Why vital regional COVID race and ethnicity data is still MIA nearly a year into the pandemic

The consequences could be serious, experts said: Potentially wider disparities could go unnoticed, and efforts to address them go unplanned.

Registered nurse Laura Moore, left, swabs Andry Laurens during testing for COVID-19 in Mifflin Square Park

Registered nurse Laura Moore, left, swabs Andry Laurens during testing for COVID-19 organized by Philadelphia FIGHT Community Health Centers, Thursday, Dec. 10, 2020, at Mifflin Square Park in South Philadelphia. (AP Photo/Matt Slocum)

Ask us about COVID-19: What questions do you have about the current surge?

Across the United States, communities of color are being disproportionately ravaged by the coronavirus. Yet despite being nearly a year into the pandemic, race and ethnicity data for COVID-19 is still largely unaccounted for in Pennsylvania.

One look at the state’s COVID-19 numbers and an entirely new race emerges: “Unknown.”

This population makes up more than 325,000 of Pennsylvania’s cases since the start of the pandemic. For comparison, Black people represent roughly 70,000 cases.

  • WHYY thanks our sponsors — become a WHYY sponsor

There is a similar issue with ethnicity, but with a twist: “Not reported” represents more cases than Hispanics and non-Hispanics combined.

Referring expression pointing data
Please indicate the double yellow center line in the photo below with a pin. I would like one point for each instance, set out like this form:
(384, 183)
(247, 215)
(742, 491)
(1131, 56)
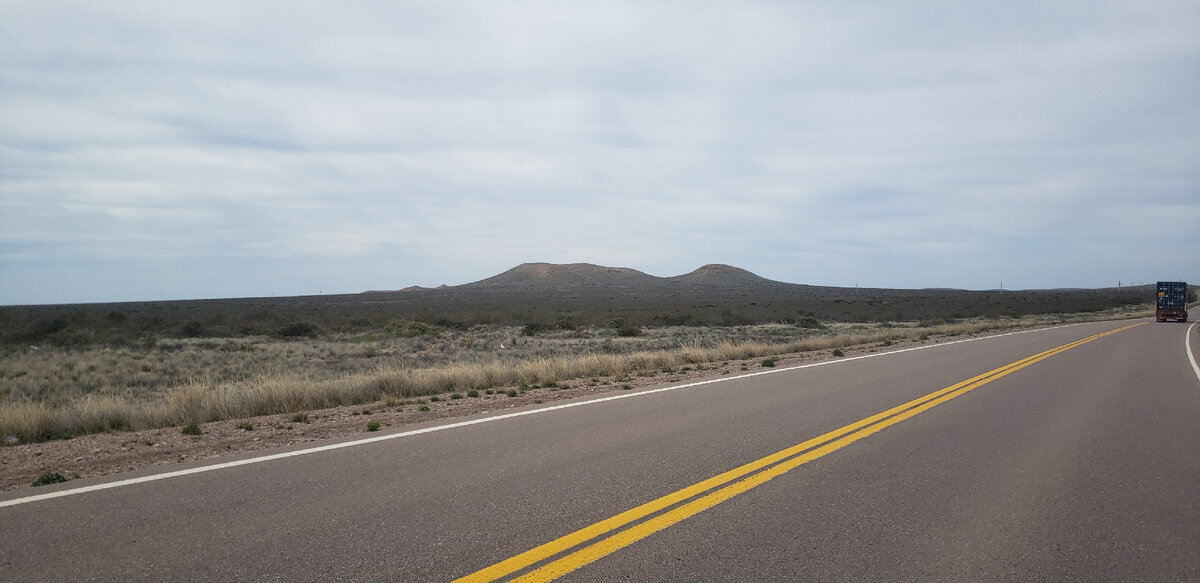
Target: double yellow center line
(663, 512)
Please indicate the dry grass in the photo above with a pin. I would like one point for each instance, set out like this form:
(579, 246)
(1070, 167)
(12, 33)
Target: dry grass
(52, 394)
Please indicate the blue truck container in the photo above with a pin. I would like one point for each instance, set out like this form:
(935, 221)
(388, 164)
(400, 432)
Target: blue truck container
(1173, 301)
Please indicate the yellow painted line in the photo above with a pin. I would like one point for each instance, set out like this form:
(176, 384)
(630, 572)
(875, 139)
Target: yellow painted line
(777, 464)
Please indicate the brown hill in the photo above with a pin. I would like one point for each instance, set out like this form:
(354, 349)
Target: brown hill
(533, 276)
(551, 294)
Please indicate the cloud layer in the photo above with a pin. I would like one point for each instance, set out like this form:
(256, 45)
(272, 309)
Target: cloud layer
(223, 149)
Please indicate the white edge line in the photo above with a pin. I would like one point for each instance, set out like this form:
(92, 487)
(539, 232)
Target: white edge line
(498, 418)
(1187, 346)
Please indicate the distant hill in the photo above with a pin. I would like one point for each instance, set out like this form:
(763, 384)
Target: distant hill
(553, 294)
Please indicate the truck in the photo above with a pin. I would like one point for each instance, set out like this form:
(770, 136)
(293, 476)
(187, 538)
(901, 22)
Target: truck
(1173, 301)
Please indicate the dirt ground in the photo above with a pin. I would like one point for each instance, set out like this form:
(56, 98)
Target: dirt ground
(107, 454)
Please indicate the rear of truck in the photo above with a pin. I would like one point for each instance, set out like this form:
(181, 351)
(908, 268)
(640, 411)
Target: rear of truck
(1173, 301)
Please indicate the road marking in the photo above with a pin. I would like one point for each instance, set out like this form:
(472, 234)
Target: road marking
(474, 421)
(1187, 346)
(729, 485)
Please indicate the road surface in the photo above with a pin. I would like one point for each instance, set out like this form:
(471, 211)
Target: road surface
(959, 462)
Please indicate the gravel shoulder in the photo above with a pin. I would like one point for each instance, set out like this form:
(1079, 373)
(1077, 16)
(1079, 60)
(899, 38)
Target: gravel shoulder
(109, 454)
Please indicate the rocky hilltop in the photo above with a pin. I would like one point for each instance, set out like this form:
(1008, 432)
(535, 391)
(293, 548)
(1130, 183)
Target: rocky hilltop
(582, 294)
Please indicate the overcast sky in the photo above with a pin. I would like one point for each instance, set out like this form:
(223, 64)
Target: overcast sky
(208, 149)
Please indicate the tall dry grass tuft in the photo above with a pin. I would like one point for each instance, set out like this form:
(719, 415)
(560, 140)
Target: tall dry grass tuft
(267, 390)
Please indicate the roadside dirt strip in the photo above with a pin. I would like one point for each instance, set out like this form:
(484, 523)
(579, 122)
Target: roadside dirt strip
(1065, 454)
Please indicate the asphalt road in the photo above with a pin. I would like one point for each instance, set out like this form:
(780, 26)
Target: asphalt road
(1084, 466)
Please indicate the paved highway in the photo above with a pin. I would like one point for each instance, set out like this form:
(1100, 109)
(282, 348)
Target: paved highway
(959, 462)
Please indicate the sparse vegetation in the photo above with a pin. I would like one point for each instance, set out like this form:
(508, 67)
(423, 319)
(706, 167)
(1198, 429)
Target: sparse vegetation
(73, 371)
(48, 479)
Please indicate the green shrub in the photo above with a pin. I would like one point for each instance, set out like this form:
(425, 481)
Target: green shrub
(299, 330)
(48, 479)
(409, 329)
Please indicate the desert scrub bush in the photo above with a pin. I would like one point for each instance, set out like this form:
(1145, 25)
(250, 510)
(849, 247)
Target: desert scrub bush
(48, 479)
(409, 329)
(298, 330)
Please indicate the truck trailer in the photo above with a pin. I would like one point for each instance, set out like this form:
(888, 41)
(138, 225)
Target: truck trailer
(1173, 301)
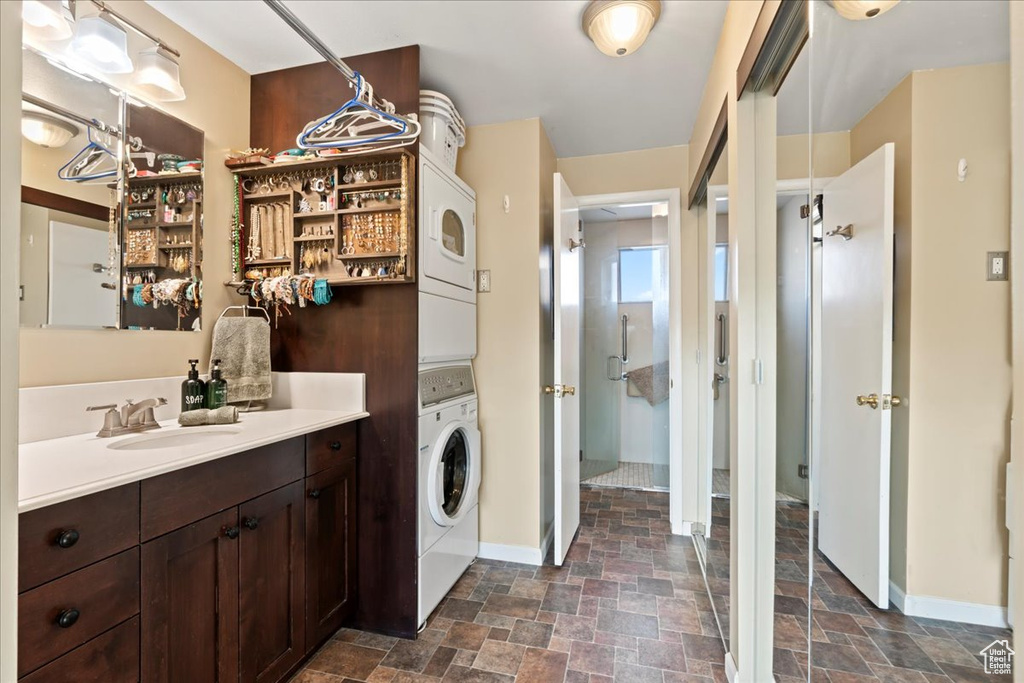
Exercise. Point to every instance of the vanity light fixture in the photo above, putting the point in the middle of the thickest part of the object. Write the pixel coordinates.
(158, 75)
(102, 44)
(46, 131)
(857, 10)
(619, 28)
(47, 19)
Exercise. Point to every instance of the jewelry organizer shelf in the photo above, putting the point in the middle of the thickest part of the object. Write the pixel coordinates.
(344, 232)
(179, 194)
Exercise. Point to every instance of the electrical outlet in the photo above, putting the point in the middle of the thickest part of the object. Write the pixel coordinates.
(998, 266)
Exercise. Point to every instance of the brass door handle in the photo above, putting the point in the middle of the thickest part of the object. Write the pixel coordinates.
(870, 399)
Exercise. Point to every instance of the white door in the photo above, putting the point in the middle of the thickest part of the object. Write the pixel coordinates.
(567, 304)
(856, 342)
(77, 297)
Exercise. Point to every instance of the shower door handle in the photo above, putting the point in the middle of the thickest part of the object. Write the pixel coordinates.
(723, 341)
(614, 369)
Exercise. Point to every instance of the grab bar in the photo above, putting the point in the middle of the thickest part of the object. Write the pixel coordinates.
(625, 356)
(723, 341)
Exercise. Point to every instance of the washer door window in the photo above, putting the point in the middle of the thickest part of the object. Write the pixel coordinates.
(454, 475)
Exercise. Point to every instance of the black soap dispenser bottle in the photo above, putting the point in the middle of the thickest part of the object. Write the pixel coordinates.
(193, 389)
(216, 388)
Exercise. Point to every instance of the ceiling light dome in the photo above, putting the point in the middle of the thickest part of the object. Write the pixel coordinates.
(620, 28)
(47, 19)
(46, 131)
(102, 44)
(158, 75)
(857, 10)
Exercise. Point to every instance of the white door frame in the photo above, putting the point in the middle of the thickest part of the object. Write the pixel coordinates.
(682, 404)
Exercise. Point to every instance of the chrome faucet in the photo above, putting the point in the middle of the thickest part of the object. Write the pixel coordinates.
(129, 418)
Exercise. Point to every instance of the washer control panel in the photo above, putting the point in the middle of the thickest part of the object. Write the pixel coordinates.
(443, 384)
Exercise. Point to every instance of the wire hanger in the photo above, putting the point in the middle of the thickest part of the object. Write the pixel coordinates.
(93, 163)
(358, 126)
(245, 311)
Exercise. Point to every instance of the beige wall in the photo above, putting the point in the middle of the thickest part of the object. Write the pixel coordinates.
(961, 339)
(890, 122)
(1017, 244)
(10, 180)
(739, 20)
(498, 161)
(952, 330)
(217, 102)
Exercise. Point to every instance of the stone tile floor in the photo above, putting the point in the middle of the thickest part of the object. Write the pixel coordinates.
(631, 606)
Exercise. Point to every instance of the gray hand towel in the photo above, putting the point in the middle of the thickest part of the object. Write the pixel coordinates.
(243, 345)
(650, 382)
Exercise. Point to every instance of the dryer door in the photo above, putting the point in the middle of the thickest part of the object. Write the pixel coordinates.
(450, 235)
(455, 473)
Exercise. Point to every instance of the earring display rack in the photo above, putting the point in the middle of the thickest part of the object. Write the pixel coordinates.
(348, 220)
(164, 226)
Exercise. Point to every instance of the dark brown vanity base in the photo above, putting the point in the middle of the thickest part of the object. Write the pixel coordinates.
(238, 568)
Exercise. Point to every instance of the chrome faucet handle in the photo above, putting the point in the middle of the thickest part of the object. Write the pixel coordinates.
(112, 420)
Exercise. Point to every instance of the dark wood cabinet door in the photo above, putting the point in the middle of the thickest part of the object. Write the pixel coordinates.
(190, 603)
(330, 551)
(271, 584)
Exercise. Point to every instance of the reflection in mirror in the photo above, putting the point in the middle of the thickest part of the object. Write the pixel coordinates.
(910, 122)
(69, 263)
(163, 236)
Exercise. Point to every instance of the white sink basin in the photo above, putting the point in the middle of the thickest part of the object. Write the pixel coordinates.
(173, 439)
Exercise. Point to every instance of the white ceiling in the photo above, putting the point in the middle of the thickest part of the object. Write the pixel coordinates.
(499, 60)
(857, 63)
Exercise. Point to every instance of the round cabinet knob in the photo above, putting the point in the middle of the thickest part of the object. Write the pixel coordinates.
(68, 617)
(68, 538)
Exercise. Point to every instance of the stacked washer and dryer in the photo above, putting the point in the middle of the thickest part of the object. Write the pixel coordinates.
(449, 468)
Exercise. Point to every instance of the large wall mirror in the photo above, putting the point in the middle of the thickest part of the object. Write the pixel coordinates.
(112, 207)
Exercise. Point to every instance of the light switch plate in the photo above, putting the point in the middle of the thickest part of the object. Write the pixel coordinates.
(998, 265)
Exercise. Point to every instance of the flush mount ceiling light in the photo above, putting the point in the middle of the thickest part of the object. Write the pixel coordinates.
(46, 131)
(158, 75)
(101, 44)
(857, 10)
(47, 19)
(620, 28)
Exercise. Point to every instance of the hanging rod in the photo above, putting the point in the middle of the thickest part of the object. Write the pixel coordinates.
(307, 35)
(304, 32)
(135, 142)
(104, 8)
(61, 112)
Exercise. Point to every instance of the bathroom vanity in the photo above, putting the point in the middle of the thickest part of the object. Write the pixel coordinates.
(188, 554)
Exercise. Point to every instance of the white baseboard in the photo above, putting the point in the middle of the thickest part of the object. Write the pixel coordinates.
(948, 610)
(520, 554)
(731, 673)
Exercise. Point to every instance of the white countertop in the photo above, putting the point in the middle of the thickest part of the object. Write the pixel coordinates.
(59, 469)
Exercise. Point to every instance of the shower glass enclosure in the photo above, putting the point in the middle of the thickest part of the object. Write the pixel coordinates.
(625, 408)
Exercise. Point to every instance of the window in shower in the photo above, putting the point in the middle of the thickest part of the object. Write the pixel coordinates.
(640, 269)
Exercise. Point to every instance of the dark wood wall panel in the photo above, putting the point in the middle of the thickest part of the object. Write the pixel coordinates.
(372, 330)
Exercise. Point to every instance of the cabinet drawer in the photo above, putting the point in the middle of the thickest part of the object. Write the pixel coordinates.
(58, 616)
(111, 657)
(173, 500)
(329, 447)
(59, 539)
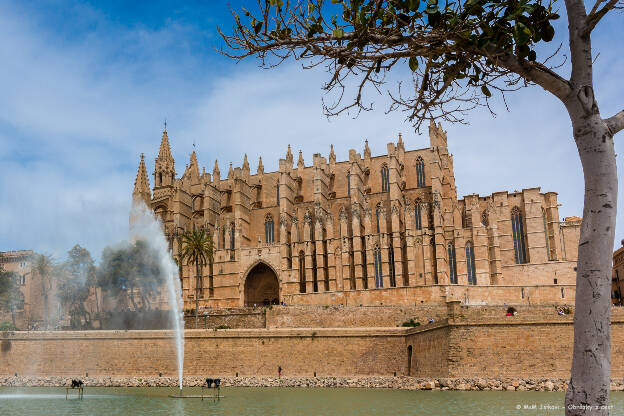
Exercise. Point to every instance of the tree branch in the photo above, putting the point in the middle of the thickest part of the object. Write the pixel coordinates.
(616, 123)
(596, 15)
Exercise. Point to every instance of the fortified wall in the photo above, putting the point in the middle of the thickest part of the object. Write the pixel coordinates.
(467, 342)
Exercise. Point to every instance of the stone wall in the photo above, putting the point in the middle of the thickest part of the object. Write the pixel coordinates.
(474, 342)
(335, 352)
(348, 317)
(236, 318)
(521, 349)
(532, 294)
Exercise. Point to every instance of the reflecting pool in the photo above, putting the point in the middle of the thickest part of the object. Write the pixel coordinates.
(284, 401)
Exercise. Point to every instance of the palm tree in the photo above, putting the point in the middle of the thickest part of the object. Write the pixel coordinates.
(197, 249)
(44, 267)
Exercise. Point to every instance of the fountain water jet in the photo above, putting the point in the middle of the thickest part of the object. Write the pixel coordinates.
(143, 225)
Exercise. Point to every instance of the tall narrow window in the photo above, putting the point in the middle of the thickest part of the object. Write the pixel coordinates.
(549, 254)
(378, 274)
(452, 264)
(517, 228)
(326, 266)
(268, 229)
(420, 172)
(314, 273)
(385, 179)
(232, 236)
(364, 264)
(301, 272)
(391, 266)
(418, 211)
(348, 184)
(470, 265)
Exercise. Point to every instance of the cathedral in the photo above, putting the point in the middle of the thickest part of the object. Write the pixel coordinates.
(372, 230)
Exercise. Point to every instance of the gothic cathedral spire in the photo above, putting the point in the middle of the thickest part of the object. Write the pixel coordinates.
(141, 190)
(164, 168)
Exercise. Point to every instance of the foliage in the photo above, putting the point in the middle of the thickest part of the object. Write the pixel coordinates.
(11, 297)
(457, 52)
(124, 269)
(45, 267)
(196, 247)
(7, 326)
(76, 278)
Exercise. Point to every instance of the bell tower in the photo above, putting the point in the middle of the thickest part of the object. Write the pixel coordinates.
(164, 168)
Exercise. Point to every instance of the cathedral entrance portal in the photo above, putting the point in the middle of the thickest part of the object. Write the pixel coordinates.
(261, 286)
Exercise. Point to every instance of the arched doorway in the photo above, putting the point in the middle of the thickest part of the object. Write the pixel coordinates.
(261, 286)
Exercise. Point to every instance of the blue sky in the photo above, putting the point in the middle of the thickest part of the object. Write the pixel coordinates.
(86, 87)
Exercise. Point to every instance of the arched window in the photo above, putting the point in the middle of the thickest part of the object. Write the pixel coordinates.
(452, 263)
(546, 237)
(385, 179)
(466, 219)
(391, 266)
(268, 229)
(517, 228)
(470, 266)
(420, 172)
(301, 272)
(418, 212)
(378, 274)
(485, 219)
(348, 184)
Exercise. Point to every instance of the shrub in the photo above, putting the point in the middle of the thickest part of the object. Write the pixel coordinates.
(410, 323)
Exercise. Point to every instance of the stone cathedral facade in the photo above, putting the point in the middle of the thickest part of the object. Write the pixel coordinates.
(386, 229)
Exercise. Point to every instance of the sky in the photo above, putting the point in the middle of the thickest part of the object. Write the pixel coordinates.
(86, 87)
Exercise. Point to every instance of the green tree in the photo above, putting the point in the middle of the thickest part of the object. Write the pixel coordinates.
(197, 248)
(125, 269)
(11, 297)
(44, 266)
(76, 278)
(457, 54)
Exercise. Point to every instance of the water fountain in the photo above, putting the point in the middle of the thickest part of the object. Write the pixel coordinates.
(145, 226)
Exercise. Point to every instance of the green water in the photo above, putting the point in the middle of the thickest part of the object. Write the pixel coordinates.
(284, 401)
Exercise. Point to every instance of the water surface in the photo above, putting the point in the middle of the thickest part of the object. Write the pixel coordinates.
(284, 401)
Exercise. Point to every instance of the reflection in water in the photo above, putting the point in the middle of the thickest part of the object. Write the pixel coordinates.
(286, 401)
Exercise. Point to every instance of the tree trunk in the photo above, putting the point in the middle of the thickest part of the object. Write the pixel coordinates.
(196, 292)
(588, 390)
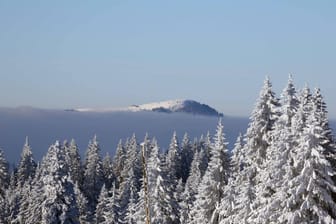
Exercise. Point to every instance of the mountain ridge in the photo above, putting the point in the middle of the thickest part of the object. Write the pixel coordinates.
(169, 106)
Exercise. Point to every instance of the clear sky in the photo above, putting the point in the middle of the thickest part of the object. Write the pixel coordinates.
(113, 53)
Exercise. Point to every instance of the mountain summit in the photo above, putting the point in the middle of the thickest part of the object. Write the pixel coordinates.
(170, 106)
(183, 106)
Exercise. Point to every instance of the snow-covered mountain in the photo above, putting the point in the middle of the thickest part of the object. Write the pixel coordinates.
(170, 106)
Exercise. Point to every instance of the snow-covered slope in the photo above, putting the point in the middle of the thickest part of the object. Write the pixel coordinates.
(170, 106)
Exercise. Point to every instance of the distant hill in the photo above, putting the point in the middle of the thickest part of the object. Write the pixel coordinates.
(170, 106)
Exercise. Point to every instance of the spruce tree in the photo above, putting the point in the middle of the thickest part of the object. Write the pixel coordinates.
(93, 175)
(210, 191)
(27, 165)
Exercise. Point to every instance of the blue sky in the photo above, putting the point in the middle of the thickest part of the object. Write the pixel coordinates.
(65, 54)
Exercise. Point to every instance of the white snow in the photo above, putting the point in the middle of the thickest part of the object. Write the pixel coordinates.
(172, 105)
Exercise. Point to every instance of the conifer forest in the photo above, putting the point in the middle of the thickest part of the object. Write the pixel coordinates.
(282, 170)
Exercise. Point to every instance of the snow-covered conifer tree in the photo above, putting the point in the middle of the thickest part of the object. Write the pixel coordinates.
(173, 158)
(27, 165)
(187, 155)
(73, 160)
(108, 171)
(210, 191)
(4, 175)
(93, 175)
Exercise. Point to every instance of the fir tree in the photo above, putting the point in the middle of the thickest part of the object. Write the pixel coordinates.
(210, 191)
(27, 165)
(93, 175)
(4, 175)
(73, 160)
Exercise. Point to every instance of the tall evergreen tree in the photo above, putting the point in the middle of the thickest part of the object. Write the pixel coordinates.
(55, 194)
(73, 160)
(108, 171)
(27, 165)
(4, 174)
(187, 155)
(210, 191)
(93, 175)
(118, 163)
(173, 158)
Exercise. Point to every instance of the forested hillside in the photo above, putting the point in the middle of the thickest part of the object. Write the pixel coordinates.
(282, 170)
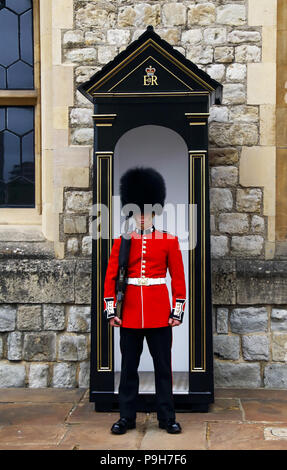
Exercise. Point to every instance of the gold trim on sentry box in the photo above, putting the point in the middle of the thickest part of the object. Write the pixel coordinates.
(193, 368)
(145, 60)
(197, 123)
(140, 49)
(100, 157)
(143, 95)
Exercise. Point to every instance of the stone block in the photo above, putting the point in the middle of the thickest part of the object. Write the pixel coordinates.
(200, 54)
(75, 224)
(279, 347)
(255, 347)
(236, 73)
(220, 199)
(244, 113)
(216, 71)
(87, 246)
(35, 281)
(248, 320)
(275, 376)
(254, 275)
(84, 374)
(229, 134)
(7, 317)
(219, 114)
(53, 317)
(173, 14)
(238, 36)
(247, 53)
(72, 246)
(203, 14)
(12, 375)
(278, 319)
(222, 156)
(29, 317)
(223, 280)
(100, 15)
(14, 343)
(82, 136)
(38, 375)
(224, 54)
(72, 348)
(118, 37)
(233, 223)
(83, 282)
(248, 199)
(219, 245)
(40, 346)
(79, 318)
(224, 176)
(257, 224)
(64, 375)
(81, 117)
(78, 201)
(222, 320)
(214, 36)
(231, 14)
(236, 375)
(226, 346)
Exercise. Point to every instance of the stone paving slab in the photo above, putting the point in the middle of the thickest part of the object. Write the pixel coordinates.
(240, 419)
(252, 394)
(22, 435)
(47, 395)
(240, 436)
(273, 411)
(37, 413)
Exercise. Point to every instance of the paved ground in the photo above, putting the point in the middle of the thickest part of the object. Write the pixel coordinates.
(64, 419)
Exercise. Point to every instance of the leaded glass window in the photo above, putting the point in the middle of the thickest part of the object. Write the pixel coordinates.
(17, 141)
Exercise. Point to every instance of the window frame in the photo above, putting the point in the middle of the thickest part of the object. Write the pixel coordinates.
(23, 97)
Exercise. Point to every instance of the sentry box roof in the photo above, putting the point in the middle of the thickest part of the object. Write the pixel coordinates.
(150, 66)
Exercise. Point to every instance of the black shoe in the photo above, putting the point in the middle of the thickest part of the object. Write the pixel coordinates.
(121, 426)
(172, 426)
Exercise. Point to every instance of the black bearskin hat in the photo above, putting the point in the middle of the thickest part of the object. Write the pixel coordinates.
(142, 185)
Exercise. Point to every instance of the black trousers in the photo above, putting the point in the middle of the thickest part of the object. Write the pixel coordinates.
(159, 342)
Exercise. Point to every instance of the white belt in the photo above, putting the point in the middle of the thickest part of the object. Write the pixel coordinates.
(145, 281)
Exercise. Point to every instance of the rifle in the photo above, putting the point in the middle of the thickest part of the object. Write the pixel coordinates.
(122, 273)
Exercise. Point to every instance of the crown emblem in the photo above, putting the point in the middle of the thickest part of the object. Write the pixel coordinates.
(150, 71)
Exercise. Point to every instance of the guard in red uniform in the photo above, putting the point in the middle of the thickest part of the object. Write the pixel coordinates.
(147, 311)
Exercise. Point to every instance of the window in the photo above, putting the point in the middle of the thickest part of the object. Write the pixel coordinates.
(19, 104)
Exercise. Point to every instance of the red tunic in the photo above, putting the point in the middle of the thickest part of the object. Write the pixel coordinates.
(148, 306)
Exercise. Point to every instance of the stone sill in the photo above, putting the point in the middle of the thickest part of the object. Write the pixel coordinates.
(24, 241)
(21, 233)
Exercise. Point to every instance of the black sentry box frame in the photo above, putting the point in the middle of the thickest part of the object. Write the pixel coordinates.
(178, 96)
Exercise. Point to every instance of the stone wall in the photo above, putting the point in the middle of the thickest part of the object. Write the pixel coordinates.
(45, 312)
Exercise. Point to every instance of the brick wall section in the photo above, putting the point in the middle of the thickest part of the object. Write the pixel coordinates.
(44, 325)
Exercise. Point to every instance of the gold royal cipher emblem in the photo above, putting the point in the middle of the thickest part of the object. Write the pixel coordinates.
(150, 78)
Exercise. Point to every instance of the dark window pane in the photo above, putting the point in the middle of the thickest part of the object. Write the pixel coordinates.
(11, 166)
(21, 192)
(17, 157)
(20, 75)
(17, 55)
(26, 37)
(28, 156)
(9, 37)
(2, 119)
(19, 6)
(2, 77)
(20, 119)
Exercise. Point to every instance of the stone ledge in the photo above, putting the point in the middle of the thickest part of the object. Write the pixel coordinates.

#### WHAT YOU NEED TO DO
A. How many Pennsylvania cases does the article on missing COVID-19 race and ethnicity data attribute to the "Unknown" race category?
B. Pick up the article on missing COVID-19 race and ethnicity data in Pennsylvania after its last sentence and keep writing.

#### ANSWERS IN ORDER
A. More than 325,000 cases since the start of the pandemic.

B.
The consequences of incomplete demographic information could be serious, experts said: The lack of clear and concise racial and ethnic data could mean that potentially wider disparities go unnoticed — and that programs and funding to address them go unplanned.

Lack of comprehensive data is not just an issue for the many small counties in rural Pennsylvania that don’t have local health departments. Counties in the Philadelphia region also are not collecting complete racial data for COVID-19 cases and vaccinations.

New Jersey and Delaware, like many other states, are having the same issue with virus case data, though to a lesser extent. With the recent rollout of vaccines, several states are noticing uneven delivery to communities of color, as well as a lot of missing data. On Thursday, several Democratic lawmakers, including U.S. Sens. Elizabeth Warren and Ed Markey and U.S. Rep. Ayanna Pressley, sent a letter to federal officials pushing for states to publish better demographic data.

Gaps in the data go all the way back to April, when there were concerns about who was receiving coronavirus testing, said Dr. Utibe Essien, an assistant professor of medicine at the University of Pittsburgh. After realizing there were racial and ethnic disparities, Essien and his team wanted to bring a related issue to light.

“So my colleagues and I back in May of last year published this report that showed if we looked at the 50 states and looked at COVID-19 deaths, yes, that disparity and mortality existed, but what was really striking was that only 28 of the states were reporting any race and ethnicity related to COVID-19,” Essien said.

Now, almost a year has passed. “And, unfortunately, the story is continuing to play out,” Essien said.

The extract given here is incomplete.